- _What to do_
Pick out and copy each line below that contains the string "Target". Only matches with the same capitalization count.

Extracts from a box-labeled dataset
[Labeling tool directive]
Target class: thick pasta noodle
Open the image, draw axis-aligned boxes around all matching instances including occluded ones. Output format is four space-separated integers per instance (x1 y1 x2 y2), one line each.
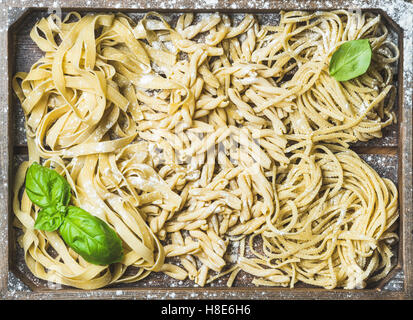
13 10 399 289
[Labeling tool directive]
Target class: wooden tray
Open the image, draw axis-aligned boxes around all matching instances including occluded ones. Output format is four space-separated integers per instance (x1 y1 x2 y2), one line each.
0 0 413 299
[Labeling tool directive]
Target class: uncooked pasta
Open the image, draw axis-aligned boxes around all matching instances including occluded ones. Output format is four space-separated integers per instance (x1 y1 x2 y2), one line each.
13 10 399 289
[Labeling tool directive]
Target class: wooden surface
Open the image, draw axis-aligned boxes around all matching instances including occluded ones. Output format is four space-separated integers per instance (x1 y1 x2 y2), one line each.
0 0 413 299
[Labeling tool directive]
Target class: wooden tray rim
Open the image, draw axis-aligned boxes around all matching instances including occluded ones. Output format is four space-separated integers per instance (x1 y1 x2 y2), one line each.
0 0 413 299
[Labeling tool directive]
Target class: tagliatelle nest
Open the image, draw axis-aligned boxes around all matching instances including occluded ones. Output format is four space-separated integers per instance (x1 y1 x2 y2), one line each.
13 10 398 289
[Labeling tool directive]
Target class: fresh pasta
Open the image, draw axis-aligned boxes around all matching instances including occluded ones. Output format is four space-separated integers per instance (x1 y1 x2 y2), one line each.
13 10 399 289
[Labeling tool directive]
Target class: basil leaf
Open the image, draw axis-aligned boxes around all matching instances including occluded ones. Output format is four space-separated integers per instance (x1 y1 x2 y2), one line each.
59 206 123 265
34 207 65 231
329 39 371 81
26 162 71 208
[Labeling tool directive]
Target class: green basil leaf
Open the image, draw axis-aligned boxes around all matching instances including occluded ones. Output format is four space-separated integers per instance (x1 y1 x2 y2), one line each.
59 206 123 265
26 162 71 208
34 207 65 231
329 39 371 81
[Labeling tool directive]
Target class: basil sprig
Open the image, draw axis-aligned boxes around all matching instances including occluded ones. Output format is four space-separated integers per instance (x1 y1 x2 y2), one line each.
25 162 123 265
329 39 372 81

- _Response to the task_
Target class: thick pasta noodle
Target class: wooden tray
Target class: uncooked pasta
Target class: wooden surface
Target class: wooden tray rim
Target class: tagliatelle nest
Target class: fresh pasta
Target class: basil leaf
Target class: green basil leaf
Target class: basil sprig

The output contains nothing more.